* [Description of the task]: Please convert the data into a Markdown table with the columns Row and Line, starting with the line that contains "# locate windshield: put" and running through the end of the data, both included. Leave out any blank lines.

[Excerpts of location labeling data]
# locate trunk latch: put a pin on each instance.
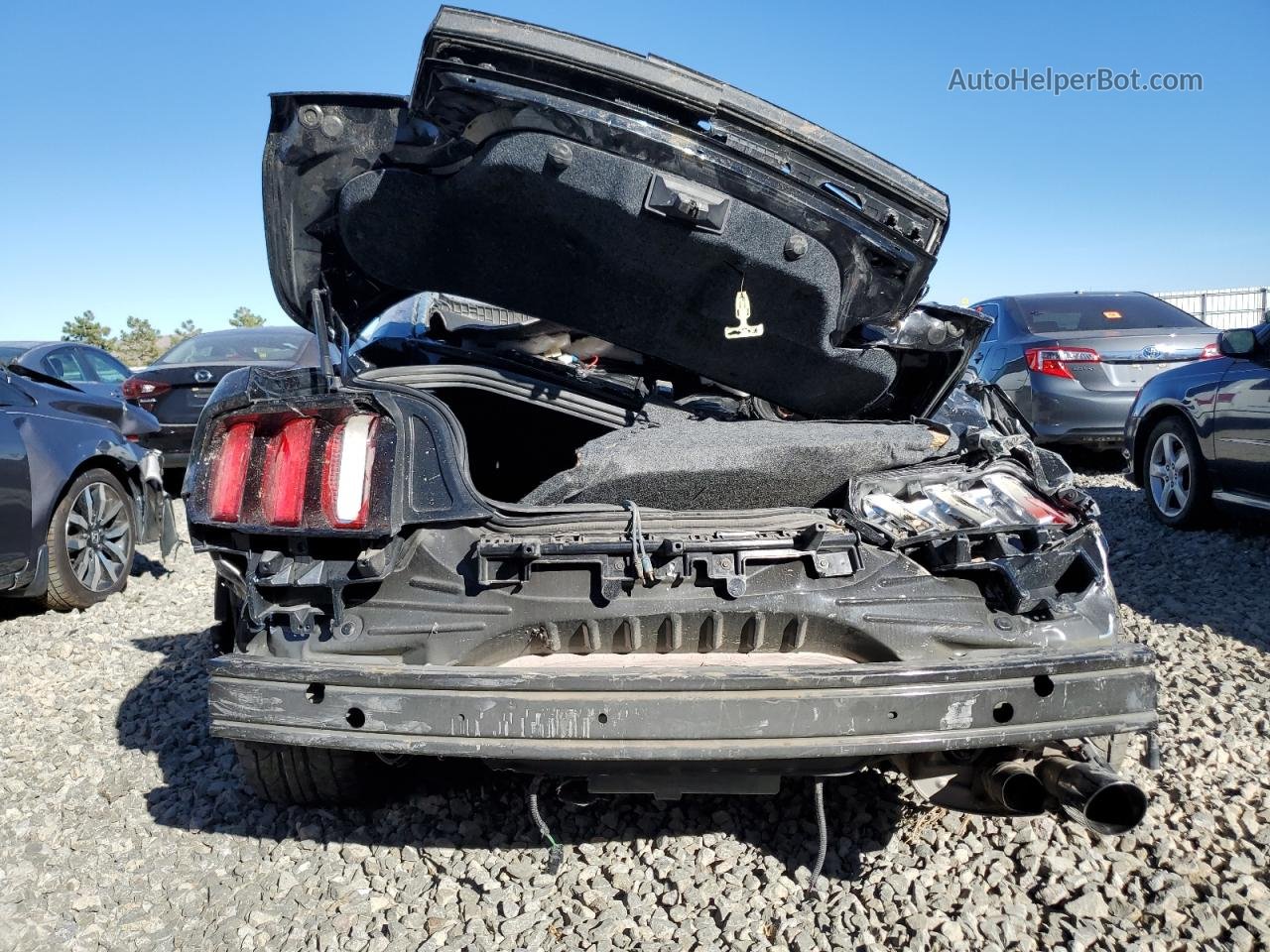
(688, 202)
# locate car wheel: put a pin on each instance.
(90, 540)
(295, 775)
(1175, 483)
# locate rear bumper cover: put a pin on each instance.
(779, 719)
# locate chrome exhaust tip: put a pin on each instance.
(1011, 785)
(1097, 798)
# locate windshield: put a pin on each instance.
(1095, 312)
(229, 348)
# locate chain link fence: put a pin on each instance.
(1224, 308)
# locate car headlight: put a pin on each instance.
(988, 500)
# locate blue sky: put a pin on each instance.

* [Right answer]:
| Row | Line |
|---|---|
| 1 | # locate windshield: put a pin on each instance. |
| 2 | (1095, 312) |
| 3 | (229, 348) |
| 4 | # locate chain link fence: put a pin on each instance. |
| 5 | (1224, 308) |
| 6 | # locate car headlight: put a pin on each instance. |
| 7 | (988, 500) |
| 8 | # locate blue sky: put a pin on each instance. |